#### INFORMATION SHOWN

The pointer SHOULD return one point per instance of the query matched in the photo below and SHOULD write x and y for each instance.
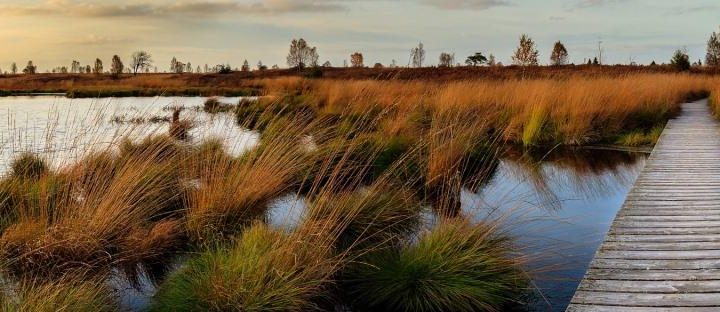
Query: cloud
(464, 4)
(693, 9)
(592, 3)
(95, 40)
(179, 8)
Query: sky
(56, 32)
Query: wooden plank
(648, 300)
(662, 252)
(663, 287)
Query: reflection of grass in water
(171, 189)
(531, 187)
(574, 169)
(86, 296)
(641, 137)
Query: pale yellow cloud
(182, 8)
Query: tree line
(301, 55)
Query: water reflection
(559, 205)
(63, 130)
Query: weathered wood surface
(662, 252)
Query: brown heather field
(387, 153)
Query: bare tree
(446, 59)
(712, 58)
(301, 54)
(417, 55)
(526, 54)
(116, 67)
(141, 60)
(559, 54)
(357, 59)
(476, 59)
(30, 69)
(98, 66)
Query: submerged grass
(372, 160)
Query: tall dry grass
(574, 110)
(368, 156)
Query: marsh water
(558, 204)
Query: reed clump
(457, 266)
(264, 270)
(575, 110)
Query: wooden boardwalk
(663, 250)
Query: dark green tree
(680, 60)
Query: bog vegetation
(378, 167)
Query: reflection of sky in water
(560, 211)
(65, 129)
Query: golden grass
(379, 152)
(575, 110)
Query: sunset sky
(55, 32)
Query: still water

########

EXERCISE BRIEF:
Exactly the lines from the one that holds "Query: wooden plank" through the final line of the records above should be written out, and only those.

RESULT OF THIS EXERCISE:
Query: wooden plank
(648, 300)
(662, 252)
(663, 287)
Query: reflection of grass in water
(171, 189)
(531, 187)
(574, 169)
(86, 296)
(641, 137)
Query: pale yellow cloud
(182, 8)
Query: tree line
(301, 55)
Query: water reflection
(559, 205)
(63, 130)
Query: weathered wood surface
(662, 252)
Query: brown heather field
(387, 153)
Query: bare tree
(446, 59)
(712, 58)
(301, 54)
(417, 55)
(526, 54)
(116, 67)
(141, 60)
(559, 54)
(357, 59)
(476, 59)
(30, 69)
(98, 66)
Query: submerged grass
(372, 160)
Query: tall dry grass
(574, 110)
(368, 156)
Query: marsh water
(558, 204)
Query: reed clump
(457, 266)
(264, 270)
(575, 110)
Query: wooden boardwalk
(663, 250)
Query: dark green tree
(680, 60)
Query: bog vegetation
(378, 167)
Query: reflection of sky in water
(560, 211)
(65, 129)
Query: golden grass
(379, 152)
(575, 110)
Query: sunset sky
(55, 32)
Query: still water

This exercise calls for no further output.